■ Görev 1 ■
Listede "like x=359, y=1007." ifadesini içeren satırdan "x=556, y=978" ifadesini içeren satıra kadar (o satır da dahil) olan satırları, "wooden railing" yerine "timber railing" yazarak güncelleyin; başka hiçbir şeyi değiştirmeyin.

Ahmet Celal’in düşündükleri ile köy yaşamının gerçekliği arasında oldukça önemli farklar vardır. Bu farklılıklar odak figürün köy yaşantısı içerisinde insanlar tarafından dışlanmasına neden olacaktır. Farklılıkların meydana gelmesindeki en önemli etmen odak figürün köy yaşantısını kendi kafasında kendine göre şekillendirmesidir. Köy yaşantısını idealize etmiş olması sonucu bu farklılıklar ortaya çıkmıştır. Ahmet Celal’in en büyük yanılgısı kendisinin bu yaşantı içinde rahat ettirileceği fikridir. Şehirden gelmiş biri olarak köylülerden hizmet ve saygı beklemektedir. Bununla birlikte, kolunu Anadolu için, köylüler için, kaybetmiş olduğunu düşünmesi, onun köylüler ve davranışları ile ilgili fikirlerinin ve isteklerinin yükselmesine neden olduğu gözlemlenmektedir. Yapıt I. Dünya Savaşı’nın bitimiyle Sakarya Savaşı’nın yapıldığı yıllar arasında geçmektedir. Bununla birlikte savaş yıllarında insanların milli değerlere verdikleri değerin artmış olduğu gözlenebilir. Kendine bir milli değermiş gözü ile bakan Ahmet Celal bu köydeki insanlar tarafından aynı şekilde değerlendirilmeyip, kolunu nerede ve niçin kaybettiği kimseler tarafından umursanmayacaktır. Halk için sadece çolaktır. Bireysel nedenler ile geldiği ve idealize etmiş olduğu Anadolu’nun bu köyünde Ahmet Celal kurmuş olduğu hayalleri yaşayamayacaktır. Yeni bir başlangıç olarak gördüğü bu köy onun için Anadolu gerçekliğiyle yüzleşmesinin en acı hali olacaktır. Şahin Efendi, Anadolu’daki yozlaşmanın farkında olup, eser boyunca bu durumu göz önünde bulundurarak hareket etmiştir. Ahmet Celal’ in ise Anadolu’nun gerçek durumundan habersiz olduğu gözlemlenir. Ayrıca, Ahmet Celal, Anadolu’yu kendine göre de şekillendirmiş, idealize etmiştir. Bu nedenle Şahin Efendi gittiği yere daha kolay alışabilirken, Ahmet Celal burayı idealize etmiş
olmasından dolayı hiç alışamamıştır ve her geçen gün Anadolu’ ya ve insanlarına karşı daha yabancılaşmıştır. 4.ODAK FİGÜRLERİN ANADOLU’DAKİ TOPLUMA BAKIŞ AÇILARI Odak figürlerin gittikleri yer olan Anadolu’daki topluma bakış açıları da birbirlerinden farklıdır. Bu farklılıkların meydana gelmesindeki en büyük etken odak figürlerin buradaki topluma yükledikleri farklı sorumluluklardan meydana gelmiştir.

■ Görev 2 ■
Ahmet Celal ile Anadolu üzerine olan metinde geçen bütün özel adları (kişi, yer ve savaş adlarını) sıralayın.

■ Görev verileri ■
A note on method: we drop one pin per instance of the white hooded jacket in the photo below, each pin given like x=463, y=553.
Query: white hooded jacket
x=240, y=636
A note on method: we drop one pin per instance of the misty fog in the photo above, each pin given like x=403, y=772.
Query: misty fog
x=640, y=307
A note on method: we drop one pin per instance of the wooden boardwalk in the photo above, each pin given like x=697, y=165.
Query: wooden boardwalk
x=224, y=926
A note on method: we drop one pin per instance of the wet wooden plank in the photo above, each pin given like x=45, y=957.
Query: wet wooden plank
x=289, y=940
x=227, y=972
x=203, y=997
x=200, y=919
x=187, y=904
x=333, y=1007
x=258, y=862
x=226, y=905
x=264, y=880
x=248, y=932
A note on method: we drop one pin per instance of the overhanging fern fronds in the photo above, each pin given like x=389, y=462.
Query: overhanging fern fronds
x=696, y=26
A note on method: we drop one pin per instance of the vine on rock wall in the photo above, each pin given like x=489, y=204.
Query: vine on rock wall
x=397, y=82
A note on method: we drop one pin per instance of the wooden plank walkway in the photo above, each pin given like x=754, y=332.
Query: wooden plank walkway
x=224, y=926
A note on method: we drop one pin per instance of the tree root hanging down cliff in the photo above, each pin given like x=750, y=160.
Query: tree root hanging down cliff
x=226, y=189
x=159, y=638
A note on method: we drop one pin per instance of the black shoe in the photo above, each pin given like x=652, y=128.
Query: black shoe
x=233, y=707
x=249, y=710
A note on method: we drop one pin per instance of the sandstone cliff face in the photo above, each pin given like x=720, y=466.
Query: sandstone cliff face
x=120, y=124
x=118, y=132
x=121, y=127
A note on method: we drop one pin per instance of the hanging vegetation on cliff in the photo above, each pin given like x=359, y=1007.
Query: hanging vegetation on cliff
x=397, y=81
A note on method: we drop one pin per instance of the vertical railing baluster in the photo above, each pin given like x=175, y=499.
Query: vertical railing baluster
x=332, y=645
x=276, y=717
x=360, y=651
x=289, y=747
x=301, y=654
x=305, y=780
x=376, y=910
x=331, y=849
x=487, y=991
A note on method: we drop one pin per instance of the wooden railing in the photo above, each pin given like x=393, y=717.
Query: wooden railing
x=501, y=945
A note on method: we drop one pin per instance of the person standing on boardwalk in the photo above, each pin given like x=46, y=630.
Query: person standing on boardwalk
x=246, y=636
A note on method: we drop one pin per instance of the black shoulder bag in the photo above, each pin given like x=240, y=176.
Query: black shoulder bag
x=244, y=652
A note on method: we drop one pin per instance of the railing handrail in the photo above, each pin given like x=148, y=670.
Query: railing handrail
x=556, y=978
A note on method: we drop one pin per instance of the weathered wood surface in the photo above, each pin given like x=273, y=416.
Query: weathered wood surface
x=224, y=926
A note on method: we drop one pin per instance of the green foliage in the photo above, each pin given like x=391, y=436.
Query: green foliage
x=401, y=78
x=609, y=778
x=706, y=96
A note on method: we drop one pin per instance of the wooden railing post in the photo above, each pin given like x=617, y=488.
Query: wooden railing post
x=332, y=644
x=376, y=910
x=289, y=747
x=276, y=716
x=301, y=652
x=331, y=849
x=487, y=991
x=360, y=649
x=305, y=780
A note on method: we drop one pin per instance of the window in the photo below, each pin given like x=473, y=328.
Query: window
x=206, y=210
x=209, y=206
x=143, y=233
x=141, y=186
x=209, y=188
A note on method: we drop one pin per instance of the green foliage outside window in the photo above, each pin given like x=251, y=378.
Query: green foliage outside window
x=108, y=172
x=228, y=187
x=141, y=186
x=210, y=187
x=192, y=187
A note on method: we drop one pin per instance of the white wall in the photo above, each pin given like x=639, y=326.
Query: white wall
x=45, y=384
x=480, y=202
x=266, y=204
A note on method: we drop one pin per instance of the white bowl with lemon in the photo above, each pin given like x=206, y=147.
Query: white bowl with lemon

■ Doğru cevap 1 ■
A note on method: we drop one pin per instance of the hanging vegetation on cliff in the photo above, each pin given like x=359, y=1007.
Query: hanging vegetation on cliff
x=397, y=81
A note on method: we drop one pin per instance of the vertical railing baluster in the photo above, each pin given like x=175, y=499.
Query: vertical railing baluster
x=332, y=645
x=276, y=717
x=360, y=651
x=289, y=747
x=301, y=654
x=305, y=780
x=376, y=910
x=331, y=849
x=487, y=991
A note on method: we drop one pin per instance of the timber railing in the photo above, each pin given like x=393, y=717.
Query: timber railing
x=501, y=945
A note on method: we drop one pin per instance of the person standing on boardwalk in the photo above, each pin given like x=46, y=630.
Query: person standing on boardwalk
x=246, y=636
A note on method: we drop one pin per instance of the black shoulder bag in the photo above, each pin given like x=240, y=176.
Query: black shoulder bag
x=244, y=652
A note on method: we drop one pin per instance of the railing handrail in the photo above, each pin given like x=148, y=670.
Query: railing handrail
x=556, y=978

■ Doğru cevap 2 ■
- Ahmet Celal
- Şahin Efendi
- Anadolu
- I. Dünya Savaşı
- Sakarya Savaşı